* WHAT YOU ARE ASKED TO DO: Find every line in the listing that contains the string "horizon" and copy each such line in full. Matching is case-sensitive.

* LISTING:
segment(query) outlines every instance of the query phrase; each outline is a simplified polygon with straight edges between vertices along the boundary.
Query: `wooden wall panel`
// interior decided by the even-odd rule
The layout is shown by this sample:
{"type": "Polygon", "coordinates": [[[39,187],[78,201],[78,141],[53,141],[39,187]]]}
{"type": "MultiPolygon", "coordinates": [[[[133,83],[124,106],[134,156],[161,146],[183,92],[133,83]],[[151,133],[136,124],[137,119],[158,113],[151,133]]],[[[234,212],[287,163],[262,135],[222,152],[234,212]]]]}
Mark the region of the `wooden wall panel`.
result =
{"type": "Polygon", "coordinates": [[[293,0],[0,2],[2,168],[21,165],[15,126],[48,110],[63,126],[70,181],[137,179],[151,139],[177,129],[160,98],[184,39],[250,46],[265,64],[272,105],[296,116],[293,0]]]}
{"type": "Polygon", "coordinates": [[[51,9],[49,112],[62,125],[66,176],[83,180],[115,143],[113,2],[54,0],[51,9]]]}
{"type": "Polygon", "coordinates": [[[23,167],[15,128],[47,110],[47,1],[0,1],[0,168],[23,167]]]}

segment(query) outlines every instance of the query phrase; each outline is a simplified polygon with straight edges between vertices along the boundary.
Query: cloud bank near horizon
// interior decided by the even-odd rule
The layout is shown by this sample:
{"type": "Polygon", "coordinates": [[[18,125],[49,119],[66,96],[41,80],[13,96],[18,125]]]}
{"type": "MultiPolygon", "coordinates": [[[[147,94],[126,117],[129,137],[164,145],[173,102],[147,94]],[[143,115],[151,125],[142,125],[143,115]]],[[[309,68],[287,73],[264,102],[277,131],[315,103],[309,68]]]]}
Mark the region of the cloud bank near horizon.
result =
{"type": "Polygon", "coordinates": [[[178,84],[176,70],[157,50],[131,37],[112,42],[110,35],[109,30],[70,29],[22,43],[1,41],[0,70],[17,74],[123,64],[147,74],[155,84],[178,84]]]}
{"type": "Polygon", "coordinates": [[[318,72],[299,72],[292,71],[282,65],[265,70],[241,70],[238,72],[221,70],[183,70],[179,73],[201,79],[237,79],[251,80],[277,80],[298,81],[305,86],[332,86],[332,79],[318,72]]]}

* EXERCISE ANSWER:
Query: cloud bank near horizon
Mark the region of the cloud bank near horizon.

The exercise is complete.